**GIVEN EXERCISE:** Pull out and copy every line in the records below that contains the word "windshield". Treat uppercase and lowercase as different.

**RECORDS SUPPLIED:**
[Begin]

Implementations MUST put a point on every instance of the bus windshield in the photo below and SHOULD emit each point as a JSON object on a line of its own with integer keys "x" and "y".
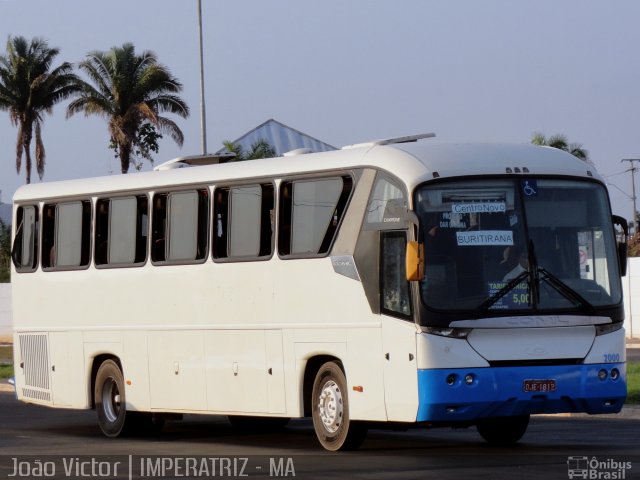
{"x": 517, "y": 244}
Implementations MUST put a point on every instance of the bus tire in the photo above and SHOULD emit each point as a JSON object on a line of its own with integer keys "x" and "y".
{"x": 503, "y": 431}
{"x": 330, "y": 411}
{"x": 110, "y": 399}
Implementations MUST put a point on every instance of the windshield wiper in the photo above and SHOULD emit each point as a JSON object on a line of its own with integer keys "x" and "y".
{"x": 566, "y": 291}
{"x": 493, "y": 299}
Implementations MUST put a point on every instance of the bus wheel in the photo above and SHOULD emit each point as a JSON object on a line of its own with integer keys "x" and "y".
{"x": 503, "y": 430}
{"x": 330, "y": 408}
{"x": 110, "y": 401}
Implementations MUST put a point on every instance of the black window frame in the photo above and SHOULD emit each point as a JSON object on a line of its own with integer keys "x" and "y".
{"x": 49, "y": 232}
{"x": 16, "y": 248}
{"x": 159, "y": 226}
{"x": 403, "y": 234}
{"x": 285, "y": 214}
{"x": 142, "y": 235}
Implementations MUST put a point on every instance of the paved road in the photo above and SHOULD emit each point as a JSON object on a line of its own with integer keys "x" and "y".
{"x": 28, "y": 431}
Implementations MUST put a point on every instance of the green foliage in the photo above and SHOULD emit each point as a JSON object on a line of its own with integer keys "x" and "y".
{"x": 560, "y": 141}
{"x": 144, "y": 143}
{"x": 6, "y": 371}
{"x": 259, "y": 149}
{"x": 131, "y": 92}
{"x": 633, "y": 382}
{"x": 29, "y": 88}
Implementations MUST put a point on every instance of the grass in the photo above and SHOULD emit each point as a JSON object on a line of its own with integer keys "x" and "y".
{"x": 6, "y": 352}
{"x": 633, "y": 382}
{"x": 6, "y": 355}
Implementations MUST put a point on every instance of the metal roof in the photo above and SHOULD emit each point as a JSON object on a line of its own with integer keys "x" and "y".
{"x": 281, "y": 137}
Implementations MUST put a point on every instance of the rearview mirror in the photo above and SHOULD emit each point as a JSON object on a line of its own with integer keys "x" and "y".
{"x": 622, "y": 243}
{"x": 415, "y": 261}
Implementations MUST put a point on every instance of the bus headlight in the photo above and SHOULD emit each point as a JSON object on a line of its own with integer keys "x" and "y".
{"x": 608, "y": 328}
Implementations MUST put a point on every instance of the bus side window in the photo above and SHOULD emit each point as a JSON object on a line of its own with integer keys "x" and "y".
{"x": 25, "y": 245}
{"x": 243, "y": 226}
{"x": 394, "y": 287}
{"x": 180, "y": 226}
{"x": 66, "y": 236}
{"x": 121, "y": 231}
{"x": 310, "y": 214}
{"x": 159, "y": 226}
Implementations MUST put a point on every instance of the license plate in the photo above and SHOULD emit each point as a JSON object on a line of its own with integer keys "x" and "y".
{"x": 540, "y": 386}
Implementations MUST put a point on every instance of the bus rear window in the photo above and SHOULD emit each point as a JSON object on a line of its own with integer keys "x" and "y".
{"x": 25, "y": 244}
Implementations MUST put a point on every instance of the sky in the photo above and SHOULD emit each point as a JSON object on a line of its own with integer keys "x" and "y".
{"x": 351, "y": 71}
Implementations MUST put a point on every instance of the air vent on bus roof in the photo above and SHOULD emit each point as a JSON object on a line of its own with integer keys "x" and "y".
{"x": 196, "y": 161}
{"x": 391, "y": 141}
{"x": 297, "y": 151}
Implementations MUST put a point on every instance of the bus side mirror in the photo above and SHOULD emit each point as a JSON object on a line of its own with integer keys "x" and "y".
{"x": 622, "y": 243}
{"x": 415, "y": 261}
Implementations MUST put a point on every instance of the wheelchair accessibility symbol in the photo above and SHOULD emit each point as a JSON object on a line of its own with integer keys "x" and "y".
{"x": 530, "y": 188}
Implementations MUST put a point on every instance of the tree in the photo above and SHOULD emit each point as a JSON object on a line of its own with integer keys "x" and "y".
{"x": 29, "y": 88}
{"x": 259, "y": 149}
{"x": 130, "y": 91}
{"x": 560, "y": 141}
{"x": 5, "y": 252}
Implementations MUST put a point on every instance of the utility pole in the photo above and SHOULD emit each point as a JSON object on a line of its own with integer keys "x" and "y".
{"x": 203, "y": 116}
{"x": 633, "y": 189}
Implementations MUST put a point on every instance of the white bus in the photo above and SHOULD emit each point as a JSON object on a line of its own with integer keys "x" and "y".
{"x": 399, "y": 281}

[End]
[Begin]

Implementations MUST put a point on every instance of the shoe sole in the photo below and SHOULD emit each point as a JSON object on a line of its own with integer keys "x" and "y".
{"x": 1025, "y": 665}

[End]

**ANSWER FOR THE TASK:**
Implementations MUST put a point on every instance of the bus windshield in the photo below and SHOULD emit each point as a JSON object on a line of its own with integer keys "x" and "y".
Implementations MUST put a point on every instance of the windshield wiper in the photo above and SHOULD emit each point as a JSON object on a line of its own with integer keys "x" and "y".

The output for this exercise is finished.